The Two Best of Inside Design Amsterdam
The Inside Design Amsterdam for Dutch Design Double event at the Lloyd Hotel was more commercial than last year, but some projects stood out for their vision.
Since graduating from the Design Academy Eindhoven in 2006, Jelte van Abbema has been refining his idea about printing not with ink but with bacteria.
The idea started while he was still at design school, but back then he didn't really have a formal knowledge of microbes so experimenting was hard. “After design school, I went and studied at Wageningen University,” Van Abbema says. “They taught me how to interact with microbes, bacteria and fungi.”
After that, Van Abbema started with the question of what would happen if a book were alive. “First I noticed that bacteria grow on paper,” he says. “The information actually grows until it eventually moves over the border lines and takes on a life of its own.”
But beyond books, Van Abbema wanted something bigger and more communicative. Biking through Eindhoven he spotted a glass encased poster box used to hold electronic advertising. Thinking of the space as a giant Petri test, he started experimenting with adjusting the heat and moisture conditions inside the box to grow bacteria. “You can actually control when an image appears and disappears by adjusting the conditions inside the box,” he says. “In that way, the material has a life of its own. Whereas ink is stagnant, bacteria keep growing until they eventually even digest the paper.”

§ Records supplied:
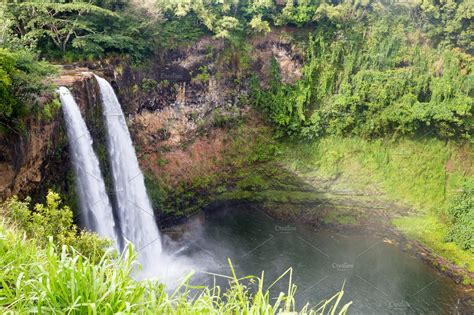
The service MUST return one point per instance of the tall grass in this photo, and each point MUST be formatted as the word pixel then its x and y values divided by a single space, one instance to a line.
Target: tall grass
pixel 60 280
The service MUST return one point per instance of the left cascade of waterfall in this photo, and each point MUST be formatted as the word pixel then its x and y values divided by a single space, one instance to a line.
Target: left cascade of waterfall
pixel 96 210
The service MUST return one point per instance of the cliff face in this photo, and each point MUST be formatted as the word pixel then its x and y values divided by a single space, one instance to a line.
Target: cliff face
pixel 167 100
pixel 38 159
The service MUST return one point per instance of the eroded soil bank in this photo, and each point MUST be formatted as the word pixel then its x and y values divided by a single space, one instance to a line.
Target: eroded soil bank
pixel 200 144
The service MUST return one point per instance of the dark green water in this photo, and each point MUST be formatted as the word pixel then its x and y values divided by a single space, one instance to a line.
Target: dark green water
pixel 379 277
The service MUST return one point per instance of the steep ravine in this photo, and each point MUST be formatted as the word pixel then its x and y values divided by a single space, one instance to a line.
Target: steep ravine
pixel 199 144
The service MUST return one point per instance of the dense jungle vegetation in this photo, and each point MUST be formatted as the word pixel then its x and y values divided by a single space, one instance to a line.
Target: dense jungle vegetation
pixel 372 70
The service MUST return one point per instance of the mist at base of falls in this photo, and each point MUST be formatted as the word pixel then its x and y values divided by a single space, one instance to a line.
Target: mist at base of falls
pixel 378 276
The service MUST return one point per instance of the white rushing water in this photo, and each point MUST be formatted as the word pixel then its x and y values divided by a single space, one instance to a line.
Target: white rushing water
pixel 135 214
pixel 96 211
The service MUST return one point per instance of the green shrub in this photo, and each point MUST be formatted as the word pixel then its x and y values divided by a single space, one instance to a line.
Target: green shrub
pixel 149 85
pixel 60 280
pixel 461 215
pixel 52 220
pixel 22 81
pixel 371 79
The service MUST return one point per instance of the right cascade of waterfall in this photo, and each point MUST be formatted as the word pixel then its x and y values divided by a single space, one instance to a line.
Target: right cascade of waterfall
pixel 96 211
pixel 135 213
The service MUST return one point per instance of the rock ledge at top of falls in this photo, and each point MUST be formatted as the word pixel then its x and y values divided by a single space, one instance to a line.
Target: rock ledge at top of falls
pixel 69 75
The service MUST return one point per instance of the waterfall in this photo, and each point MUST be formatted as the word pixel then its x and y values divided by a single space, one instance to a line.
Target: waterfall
pixel 135 214
pixel 96 211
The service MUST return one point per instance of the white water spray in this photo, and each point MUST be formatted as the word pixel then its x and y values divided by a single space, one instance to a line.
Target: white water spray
pixel 96 211
pixel 135 214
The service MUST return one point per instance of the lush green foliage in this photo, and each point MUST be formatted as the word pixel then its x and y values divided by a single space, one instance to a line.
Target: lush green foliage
pixel 51 219
pixel 61 280
pixel 22 80
pixel 461 214
pixel 79 29
pixel 372 77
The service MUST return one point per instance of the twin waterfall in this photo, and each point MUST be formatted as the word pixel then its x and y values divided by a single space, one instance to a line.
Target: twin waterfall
pixel 95 205
pixel 134 218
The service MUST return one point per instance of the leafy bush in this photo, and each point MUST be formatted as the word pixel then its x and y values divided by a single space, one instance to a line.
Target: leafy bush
pixel 52 220
pixel 60 280
pixel 461 215
pixel 22 80
pixel 369 79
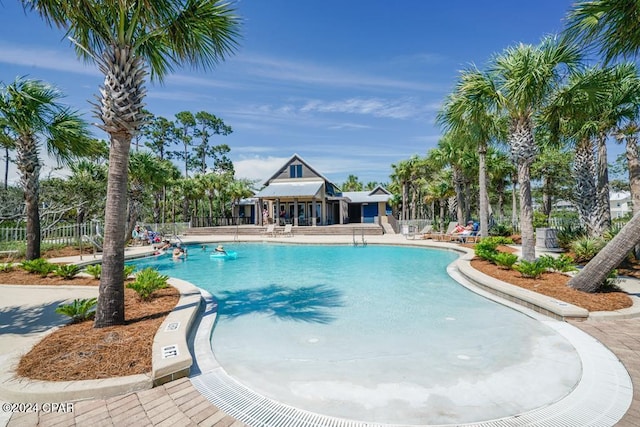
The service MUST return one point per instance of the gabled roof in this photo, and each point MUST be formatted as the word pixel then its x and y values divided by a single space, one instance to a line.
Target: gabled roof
pixel 293 158
pixel 291 189
pixel 378 194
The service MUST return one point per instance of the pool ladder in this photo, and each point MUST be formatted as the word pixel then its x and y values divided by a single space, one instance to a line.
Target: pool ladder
pixel 355 242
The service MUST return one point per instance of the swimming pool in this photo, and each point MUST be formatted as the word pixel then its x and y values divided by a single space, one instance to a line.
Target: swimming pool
pixel 376 334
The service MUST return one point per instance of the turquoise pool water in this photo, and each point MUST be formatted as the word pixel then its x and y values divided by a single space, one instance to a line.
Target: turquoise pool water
pixel 373 333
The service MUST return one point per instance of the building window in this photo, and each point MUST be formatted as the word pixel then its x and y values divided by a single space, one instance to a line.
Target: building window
pixel 295 171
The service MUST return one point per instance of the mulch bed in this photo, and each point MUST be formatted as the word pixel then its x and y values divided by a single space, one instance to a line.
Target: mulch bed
pixel 555 285
pixel 81 352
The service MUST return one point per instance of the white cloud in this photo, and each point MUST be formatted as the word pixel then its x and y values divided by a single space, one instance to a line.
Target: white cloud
pixel 260 168
pixel 377 107
pixel 49 59
pixel 309 73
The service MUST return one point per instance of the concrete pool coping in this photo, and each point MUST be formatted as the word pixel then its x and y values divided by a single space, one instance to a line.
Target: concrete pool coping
pixel 602 396
pixel 204 366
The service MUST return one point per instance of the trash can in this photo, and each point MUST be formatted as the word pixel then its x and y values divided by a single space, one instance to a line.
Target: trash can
pixel 547 238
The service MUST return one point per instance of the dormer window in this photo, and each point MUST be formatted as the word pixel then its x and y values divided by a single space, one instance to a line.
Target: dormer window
pixel 295 171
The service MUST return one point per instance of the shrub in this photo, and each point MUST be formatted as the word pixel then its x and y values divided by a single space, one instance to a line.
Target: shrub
pixel 7 267
pixel 500 230
pixel 531 270
pixel 128 270
pixel 568 234
pixel 540 220
pixel 80 310
pixel 487 248
pixel 562 264
pixel 505 260
pixel 586 248
pixel 147 282
pixel 94 270
pixel 68 271
pixel 39 266
pixel 611 282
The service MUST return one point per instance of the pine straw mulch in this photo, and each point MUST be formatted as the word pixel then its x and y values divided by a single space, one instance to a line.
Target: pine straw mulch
pixel 77 351
pixel 80 352
pixel 555 285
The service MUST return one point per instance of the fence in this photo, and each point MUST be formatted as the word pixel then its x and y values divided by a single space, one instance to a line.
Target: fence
pixel 60 234
pixel 69 234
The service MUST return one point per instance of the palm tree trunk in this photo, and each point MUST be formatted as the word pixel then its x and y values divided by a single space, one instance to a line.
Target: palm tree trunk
pixel 523 149
pixel 546 196
pixel 405 214
pixel 110 309
pixel 526 213
pixel 514 202
pixel 483 202
pixel 585 188
pixel 604 208
pixel 633 163
pixel 6 168
pixel 457 183
pixel 29 166
pixel 594 274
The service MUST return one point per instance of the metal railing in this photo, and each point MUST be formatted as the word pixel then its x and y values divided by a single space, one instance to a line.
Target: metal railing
pixel 70 234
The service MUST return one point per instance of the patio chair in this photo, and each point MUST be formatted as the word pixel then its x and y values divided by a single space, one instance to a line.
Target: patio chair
pixel 447 235
pixel 288 230
pixel 474 237
pixel 270 231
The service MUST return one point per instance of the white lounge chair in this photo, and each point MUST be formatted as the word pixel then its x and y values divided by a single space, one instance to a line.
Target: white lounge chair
pixel 288 230
pixel 270 231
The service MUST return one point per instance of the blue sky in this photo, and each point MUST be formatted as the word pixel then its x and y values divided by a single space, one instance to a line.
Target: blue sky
pixel 350 85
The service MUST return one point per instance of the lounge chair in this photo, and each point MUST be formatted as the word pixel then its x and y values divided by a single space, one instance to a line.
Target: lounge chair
pixel 270 231
pixel 447 235
pixel 474 237
pixel 288 230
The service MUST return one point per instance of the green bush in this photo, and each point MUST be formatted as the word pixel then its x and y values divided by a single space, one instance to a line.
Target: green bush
pixel 7 267
pixel 39 266
pixel 501 229
pixel 94 270
pixel 586 248
pixel 486 253
pixel 128 270
pixel 611 282
pixel 80 310
pixel 568 234
pixel 562 264
pixel 147 282
pixel 505 260
pixel 540 220
pixel 487 248
pixel 531 270
pixel 68 271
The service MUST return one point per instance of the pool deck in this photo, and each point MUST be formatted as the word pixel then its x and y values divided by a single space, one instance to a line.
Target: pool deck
pixel 180 403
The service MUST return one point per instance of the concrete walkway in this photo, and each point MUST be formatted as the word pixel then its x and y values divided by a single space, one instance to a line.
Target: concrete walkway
pixel 179 403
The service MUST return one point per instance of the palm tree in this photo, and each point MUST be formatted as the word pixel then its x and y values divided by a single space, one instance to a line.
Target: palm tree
pixel 401 175
pixel 87 182
pixel 524 77
pixel 612 26
pixel 125 38
pixel 30 110
pixel 352 184
pixel 7 143
pixel 453 151
pixel 468 109
pixel 147 176
pixel 440 190
pixel 208 125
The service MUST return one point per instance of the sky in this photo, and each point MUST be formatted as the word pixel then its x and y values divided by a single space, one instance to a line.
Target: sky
pixel 352 86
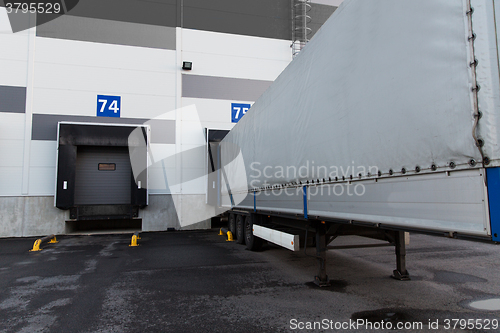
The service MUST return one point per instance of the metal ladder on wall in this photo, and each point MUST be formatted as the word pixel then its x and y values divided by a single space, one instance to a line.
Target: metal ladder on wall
pixel 300 20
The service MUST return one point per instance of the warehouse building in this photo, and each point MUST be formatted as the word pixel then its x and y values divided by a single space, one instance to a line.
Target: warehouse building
pixel 74 89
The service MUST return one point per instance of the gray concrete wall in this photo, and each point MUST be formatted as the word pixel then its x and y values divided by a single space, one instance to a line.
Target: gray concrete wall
pixel 160 213
pixel 30 216
pixel 37 216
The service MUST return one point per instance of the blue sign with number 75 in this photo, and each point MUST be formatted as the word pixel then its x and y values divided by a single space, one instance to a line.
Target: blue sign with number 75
pixel 108 106
pixel 238 110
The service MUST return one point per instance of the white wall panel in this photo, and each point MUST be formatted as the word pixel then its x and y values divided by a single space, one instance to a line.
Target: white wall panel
pixel 13 54
pixel 42 180
pixel 11 180
pixel 87 54
pixel 103 80
pixel 12 72
pixel 11 153
pixel 43 153
pixel 12 126
pixel 213 110
pixel 192 183
pixel 228 55
pixel 236 67
pixel 235 45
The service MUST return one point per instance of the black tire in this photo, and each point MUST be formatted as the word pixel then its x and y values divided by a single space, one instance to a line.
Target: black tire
pixel 240 227
pixel 253 243
pixel 232 224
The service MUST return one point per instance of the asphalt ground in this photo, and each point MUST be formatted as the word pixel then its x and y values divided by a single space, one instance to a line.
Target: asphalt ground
pixel 198 282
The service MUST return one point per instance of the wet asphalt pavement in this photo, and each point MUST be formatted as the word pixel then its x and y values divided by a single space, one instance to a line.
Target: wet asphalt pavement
pixel 198 282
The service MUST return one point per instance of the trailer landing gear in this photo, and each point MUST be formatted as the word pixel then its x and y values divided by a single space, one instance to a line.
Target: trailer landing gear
pixel 321 279
pixel 400 273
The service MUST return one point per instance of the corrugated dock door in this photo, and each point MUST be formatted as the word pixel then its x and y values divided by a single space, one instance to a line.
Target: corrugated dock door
pixel 103 176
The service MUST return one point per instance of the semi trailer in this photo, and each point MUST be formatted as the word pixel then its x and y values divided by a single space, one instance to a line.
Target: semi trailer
pixel 387 122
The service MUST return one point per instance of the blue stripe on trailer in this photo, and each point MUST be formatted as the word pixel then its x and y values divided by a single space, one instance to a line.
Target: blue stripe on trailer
pixel 304 189
pixel 493 176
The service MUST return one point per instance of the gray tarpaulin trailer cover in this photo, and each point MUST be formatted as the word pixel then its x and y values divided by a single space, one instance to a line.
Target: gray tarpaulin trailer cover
pixel 390 116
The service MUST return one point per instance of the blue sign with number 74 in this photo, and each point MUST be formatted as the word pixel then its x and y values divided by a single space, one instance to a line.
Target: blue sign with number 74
pixel 238 110
pixel 108 106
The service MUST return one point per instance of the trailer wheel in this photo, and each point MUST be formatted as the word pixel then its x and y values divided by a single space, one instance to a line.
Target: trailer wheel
pixel 232 224
pixel 253 243
pixel 240 225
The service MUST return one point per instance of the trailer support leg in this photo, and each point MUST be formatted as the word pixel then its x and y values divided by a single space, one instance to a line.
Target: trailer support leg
pixel 400 273
pixel 321 279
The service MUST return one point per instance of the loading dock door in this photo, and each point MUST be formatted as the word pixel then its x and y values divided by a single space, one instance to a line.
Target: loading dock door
pixel 103 176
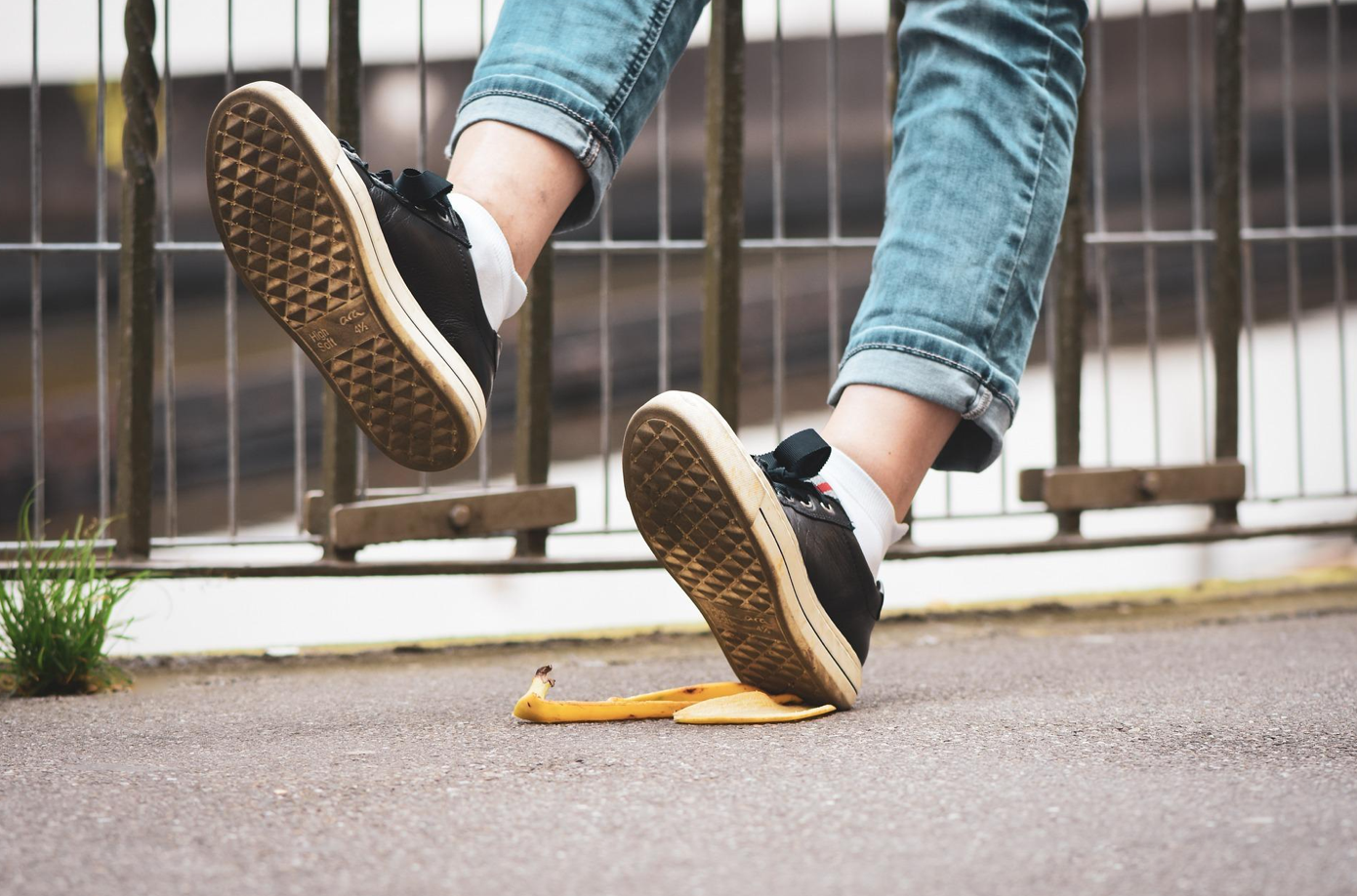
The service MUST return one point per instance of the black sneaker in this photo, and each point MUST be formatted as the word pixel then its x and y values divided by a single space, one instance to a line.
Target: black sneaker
pixel 764 550
pixel 369 274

§ What you will do:
Pick up the Inside Design Amsterdam article after its final sentence and keep writing it.

§ Response to this exercise:
The motivation behind Van Abbema’s desire to continue working on this idea comes from the realities of a disposable society. “Everything we produce stays to haunt us,” he says. “Plastics and metals are here to stay. What I want is to produce products that have a life cycle – they live and die.”
At the Lloyd Hotel this past weekend individual letters and small petri dishes containing individual letters were exhibited as part of the nominations for the Rado Young Designers Award. Van Abbema will exhibit his larger glass boxes during Dutch Design Week in Eindhoven.
Also, Van Abbema in collaboration with Kossmanndejong has begun work on a project with Artis zoo in Amsterdam that focuses on designing a microZOO for the tiniest forms of life.
One of the other more visionary exhibits in the Lloyd Hotel was Marlies Romberg’s “Dear Diary” table. Constructed from wood and brass, the object is a very natural and organic table with a built-in computer modeled on a Mac.
Romberg, who graduated this year from the Utrecht School of the Arts and who is now undertaking her Masters in Applied Arts at the Sandberg Institute, is concerned about how digitalization is so rapidly taking over our lives. “Soon none of our private or domestic memories will mean anything in the modern world,” she says, “and it seems like for young people nothing is private anymore.”
Her long-term aim, therefore, is to design products that fuse new media and technology with an older, simpler way of living. “I really just want to give nostalgia and opportunity,” she says.
Romberg will also exhibit her “Dear Diary” project at Dutch Design Week.